● THE TASK: Write out the entries, please, from the line containing "Mark every instance of the shed roof" through their final line, exactly and with nothing else.
********
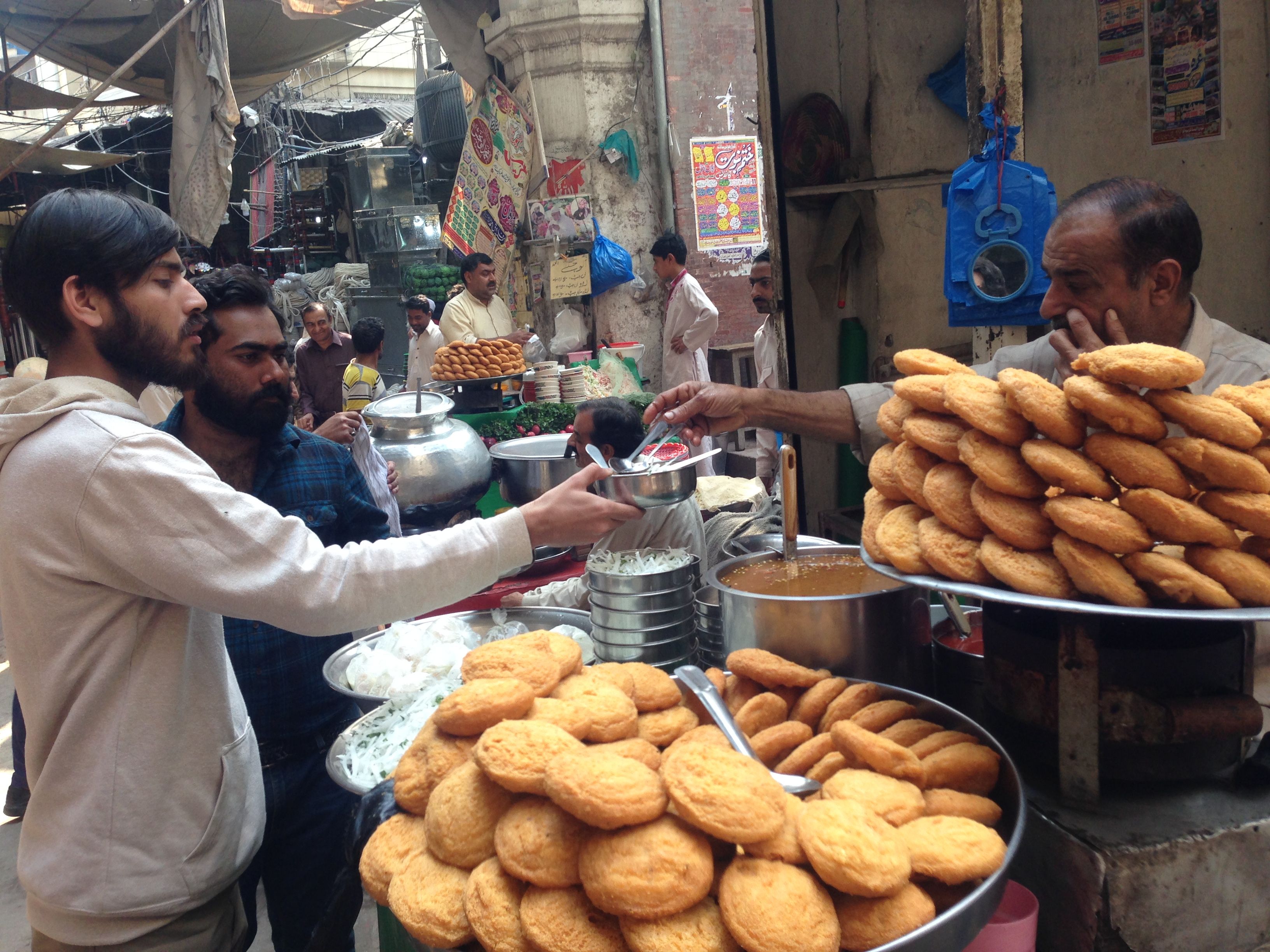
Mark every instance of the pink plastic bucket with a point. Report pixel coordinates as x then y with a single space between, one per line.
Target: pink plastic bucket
1013 927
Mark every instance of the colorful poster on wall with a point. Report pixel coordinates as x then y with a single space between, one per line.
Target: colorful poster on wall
1121 31
727 192
1185 70
492 178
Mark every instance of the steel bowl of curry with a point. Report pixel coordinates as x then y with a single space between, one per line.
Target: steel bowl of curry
826 610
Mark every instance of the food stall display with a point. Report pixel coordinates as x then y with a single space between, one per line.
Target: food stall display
554 807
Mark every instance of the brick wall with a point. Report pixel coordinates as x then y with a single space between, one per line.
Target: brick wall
709 46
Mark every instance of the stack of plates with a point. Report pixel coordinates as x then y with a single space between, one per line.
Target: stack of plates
547 383
710 648
644 617
573 389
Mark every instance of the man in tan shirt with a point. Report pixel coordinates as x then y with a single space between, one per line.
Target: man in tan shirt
478 313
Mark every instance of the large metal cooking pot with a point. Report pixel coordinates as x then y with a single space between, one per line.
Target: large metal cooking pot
442 464
878 635
530 466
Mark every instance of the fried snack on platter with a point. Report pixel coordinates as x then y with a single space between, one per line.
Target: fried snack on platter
924 391
892 415
897 539
539 842
1107 526
869 923
771 907
1244 576
881 715
967 768
698 929
895 802
1098 573
463 814
938 742
1034 573
773 671
854 698
388 852
911 465
1249 511
564 921
723 793
1043 405
658 869
951 553
923 361
525 657
773 744
811 707
807 756
853 848
1175 520
948 493
606 790
953 850
1220 466
784 846
910 732
515 754
1071 471
492 903
882 474
1001 467
1142 366
972 807
563 714
1020 522
427 898
1137 465
1207 417
982 403
935 433
1117 407
883 756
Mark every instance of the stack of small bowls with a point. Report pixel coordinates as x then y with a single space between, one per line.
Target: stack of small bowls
547 380
644 617
710 648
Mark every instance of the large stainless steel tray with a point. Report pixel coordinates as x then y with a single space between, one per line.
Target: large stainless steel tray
535 619
1021 600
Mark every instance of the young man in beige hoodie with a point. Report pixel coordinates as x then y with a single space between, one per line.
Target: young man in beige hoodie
122 550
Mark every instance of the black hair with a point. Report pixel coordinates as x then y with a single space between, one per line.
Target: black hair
671 245
470 262
1155 224
229 287
107 239
367 336
617 423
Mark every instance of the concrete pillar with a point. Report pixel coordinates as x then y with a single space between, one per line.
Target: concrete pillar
591 69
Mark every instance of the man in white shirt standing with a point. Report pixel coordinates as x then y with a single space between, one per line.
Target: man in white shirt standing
691 319
426 338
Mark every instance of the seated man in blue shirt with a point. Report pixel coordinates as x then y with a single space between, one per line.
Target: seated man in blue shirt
237 422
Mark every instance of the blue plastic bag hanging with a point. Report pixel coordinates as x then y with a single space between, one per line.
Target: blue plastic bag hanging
999 211
610 264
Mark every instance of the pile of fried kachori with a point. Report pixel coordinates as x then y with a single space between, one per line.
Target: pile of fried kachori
598 812
1004 481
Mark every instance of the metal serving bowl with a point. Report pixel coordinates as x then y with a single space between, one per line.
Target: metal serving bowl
535 619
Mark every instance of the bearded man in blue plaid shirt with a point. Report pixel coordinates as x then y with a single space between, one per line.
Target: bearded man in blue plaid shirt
237 422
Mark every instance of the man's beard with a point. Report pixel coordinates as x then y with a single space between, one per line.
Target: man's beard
140 351
262 414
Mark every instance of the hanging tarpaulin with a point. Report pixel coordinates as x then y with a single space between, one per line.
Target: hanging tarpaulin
493 174
999 211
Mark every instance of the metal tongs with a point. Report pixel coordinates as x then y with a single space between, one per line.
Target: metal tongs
699 684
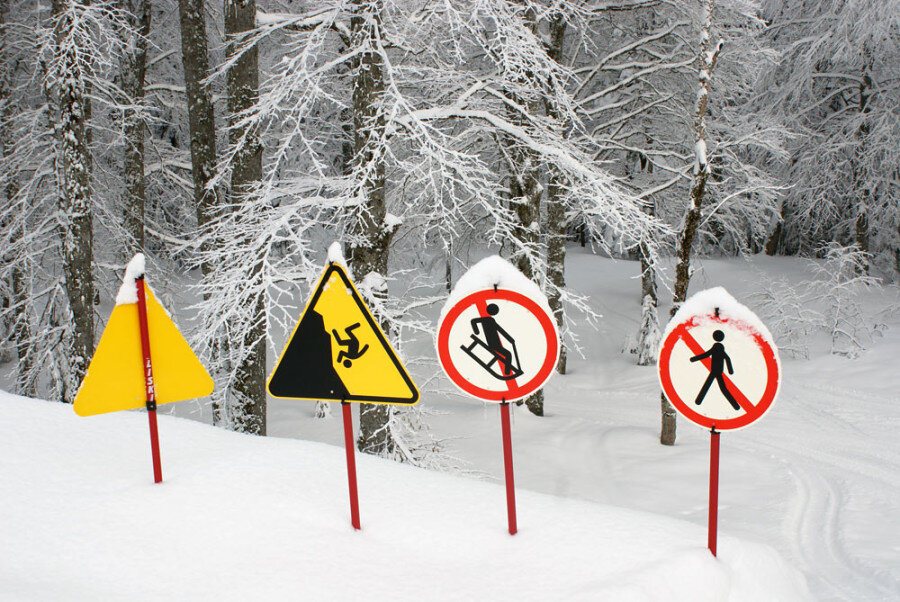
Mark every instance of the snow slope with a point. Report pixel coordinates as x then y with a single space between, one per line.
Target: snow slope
240 517
818 478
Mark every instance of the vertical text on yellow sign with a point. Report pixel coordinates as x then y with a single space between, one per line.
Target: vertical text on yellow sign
115 377
374 373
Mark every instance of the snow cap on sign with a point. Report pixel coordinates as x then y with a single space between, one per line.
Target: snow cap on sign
128 291
705 303
336 254
495 271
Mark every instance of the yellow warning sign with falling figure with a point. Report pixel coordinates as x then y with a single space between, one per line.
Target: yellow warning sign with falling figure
115 377
338 352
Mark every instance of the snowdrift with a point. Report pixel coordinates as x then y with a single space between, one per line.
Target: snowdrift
241 517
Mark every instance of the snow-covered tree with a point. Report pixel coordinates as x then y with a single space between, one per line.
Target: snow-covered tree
836 86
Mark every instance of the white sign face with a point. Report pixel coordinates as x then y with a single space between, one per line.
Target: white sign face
498 345
718 372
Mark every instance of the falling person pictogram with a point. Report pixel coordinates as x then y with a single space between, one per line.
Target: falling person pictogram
718 361
352 351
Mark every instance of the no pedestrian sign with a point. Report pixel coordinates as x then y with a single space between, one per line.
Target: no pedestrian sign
498 345
718 371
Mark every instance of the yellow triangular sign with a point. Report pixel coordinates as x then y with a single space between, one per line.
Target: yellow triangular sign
115 378
338 352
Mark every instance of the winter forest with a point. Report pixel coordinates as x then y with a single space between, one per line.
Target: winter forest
638 149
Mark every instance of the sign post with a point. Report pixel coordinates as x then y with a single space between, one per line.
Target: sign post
499 345
713 520
148 377
338 352
144 366
714 340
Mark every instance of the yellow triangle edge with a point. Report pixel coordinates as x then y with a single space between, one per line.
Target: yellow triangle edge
335 268
115 377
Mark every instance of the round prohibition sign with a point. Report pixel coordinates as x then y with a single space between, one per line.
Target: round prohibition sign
498 345
742 395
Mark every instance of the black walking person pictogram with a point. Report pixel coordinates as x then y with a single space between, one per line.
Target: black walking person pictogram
352 351
718 360
508 359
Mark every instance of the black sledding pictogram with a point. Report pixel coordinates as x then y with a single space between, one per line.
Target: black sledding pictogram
500 346
718 361
352 351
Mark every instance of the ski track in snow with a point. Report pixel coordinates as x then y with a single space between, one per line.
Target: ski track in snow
821 480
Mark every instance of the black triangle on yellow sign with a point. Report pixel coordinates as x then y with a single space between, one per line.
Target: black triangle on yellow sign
337 351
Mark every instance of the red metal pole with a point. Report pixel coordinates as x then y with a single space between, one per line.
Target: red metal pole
349 444
507 463
148 377
713 489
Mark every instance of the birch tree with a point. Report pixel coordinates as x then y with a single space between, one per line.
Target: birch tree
242 76
67 75
426 126
201 115
133 75
835 86
709 52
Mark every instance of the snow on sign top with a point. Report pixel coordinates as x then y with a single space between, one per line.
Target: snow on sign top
497 339
128 291
491 272
718 364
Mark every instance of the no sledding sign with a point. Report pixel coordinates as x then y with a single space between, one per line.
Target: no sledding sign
718 365
498 345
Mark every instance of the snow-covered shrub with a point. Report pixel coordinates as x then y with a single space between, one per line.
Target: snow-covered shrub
645 342
829 303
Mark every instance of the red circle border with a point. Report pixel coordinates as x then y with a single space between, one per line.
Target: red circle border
761 407
539 379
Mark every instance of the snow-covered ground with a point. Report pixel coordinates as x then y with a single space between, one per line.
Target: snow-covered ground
818 478
605 512
246 518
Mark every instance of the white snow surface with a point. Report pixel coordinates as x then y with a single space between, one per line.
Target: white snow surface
495 271
251 518
706 302
128 291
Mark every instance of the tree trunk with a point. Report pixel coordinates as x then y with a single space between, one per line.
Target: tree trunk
201 116
134 69
556 210
17 299
648 335
708 58
242 79
201 125
75 198
861 183
370 239
525 191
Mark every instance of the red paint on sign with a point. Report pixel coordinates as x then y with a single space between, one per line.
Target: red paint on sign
752 409
514 390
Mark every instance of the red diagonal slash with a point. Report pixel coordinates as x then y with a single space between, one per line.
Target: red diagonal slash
697 349
482 311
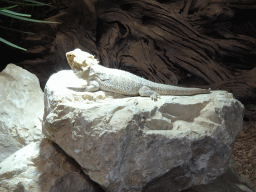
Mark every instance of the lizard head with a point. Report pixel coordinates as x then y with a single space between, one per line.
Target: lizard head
80 61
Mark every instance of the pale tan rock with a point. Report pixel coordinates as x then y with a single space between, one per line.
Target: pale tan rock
21 109
133 143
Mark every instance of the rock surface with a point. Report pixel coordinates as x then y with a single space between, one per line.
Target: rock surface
21 109
132 143
42 167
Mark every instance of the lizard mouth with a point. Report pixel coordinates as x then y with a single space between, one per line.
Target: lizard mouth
76 68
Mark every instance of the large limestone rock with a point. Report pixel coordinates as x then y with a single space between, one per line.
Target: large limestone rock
21 109
135 144
42 167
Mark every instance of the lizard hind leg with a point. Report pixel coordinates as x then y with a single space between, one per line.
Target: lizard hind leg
145 91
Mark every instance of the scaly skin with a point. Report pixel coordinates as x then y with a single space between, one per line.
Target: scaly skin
98 77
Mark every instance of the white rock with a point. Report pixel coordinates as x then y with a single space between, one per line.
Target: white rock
21 109
133 143
41 167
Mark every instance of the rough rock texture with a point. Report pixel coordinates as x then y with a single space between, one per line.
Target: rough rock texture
21 109
42 167
135 144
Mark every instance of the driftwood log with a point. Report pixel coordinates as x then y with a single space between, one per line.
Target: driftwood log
195 43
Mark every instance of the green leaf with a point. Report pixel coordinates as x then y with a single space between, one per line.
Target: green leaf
36 2
25 19
11 44
15 13
41 4
8 7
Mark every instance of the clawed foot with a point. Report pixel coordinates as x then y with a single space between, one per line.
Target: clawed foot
154 96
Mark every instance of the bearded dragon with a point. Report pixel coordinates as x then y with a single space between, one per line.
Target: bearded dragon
86 67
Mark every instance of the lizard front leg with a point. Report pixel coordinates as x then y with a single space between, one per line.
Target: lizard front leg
145 91
93 86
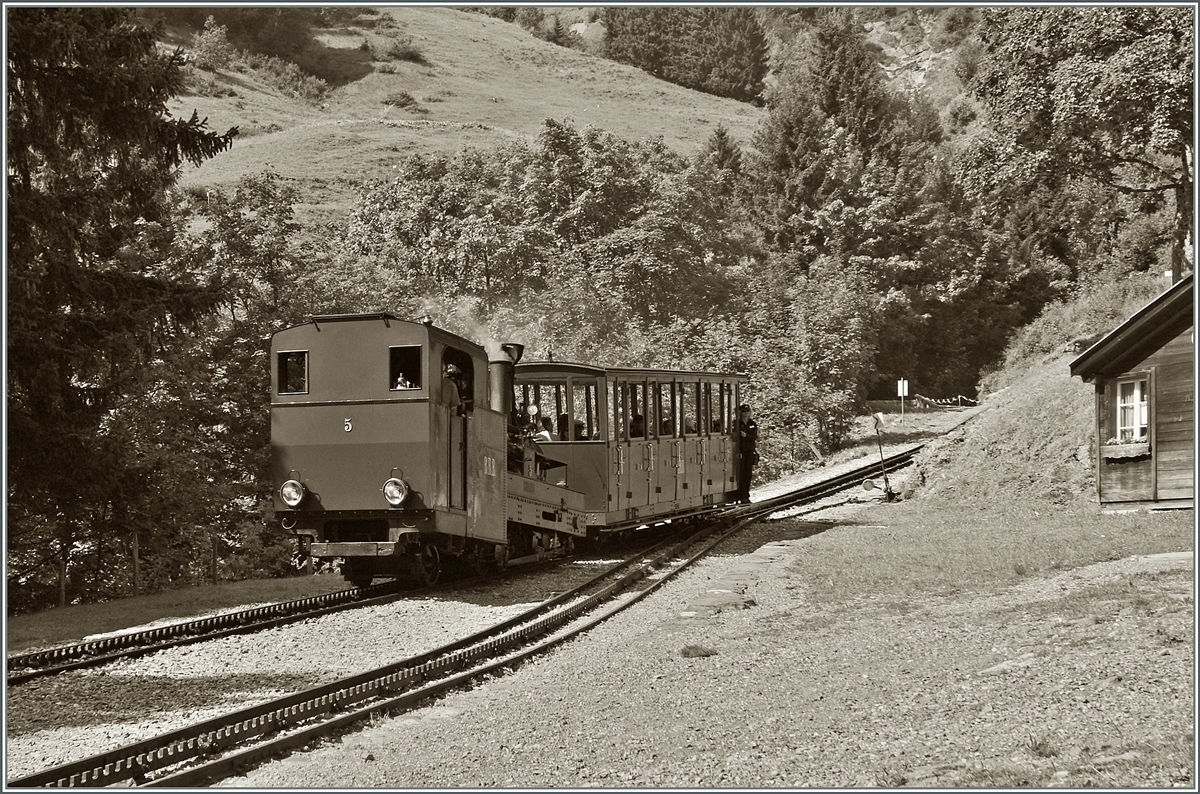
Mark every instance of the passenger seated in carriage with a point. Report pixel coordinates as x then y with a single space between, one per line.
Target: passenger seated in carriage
637 427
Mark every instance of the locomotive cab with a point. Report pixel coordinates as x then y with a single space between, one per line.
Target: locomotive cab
387 451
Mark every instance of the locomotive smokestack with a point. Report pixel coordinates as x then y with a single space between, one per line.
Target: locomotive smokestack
499 374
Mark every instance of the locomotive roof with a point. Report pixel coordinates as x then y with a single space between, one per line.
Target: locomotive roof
568 367
388 318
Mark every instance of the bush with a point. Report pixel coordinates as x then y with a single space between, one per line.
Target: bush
211 47
403 49
403 100
288 77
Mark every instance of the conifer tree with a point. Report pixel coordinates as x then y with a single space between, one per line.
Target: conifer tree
91 150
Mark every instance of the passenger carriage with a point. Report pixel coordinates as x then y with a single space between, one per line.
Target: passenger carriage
641 445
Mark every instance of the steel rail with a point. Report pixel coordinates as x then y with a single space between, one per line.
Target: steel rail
99 651
381 686
136 761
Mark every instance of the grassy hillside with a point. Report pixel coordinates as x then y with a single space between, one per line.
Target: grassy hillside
1036 441
478 82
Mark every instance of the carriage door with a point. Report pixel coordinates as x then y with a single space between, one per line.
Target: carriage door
691 441
641 462
457 383
618 435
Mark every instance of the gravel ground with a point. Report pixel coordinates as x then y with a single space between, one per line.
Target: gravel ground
959 690
727 677
989 690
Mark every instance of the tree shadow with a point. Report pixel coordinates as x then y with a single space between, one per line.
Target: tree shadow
100 699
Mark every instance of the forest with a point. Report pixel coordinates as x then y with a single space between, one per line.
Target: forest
856 240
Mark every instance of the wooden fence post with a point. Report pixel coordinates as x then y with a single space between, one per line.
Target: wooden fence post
63 572
137 566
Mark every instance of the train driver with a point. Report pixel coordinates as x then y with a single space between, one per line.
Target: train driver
450 390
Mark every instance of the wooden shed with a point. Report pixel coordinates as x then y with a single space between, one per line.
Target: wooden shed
1145 397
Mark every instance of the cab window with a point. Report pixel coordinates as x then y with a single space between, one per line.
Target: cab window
405 367
293 372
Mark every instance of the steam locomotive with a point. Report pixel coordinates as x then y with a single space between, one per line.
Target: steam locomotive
405 450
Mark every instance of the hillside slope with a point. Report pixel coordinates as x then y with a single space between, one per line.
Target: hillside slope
1035 439
481 83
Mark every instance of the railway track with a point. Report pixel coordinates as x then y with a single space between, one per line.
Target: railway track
223 746
25 667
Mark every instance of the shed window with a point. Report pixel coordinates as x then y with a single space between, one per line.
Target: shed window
1133 413
405 367
294 372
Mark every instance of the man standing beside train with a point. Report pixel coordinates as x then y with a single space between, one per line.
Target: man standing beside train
748 456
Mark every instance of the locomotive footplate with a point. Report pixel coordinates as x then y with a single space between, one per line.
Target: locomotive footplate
355 549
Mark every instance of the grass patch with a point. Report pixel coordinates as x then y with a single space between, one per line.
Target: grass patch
936 546
1041 746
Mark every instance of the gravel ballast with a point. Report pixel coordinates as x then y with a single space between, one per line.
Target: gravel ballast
729 677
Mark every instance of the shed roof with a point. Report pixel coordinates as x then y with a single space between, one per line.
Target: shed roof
1152 326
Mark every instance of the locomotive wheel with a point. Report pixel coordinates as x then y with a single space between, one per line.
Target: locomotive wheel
430 564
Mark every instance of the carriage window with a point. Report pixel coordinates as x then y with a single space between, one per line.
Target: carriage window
********
● WRITTEN SOLUTION:
Mark every instance of the shed roof with a point. Report pixel coordinates as x then y with a single space between, one per line.
Target: shed roof
1152 326
Mark every instance of the locomotive wheel with a point. Report pixel coordinates as x then y with a single space between, one per line.
Target: locomotive wheel
430 564
Mark every instance of the carriage window with a point. Report pixel coordinates as x then y with a single space between, one per line.
Target: carriage window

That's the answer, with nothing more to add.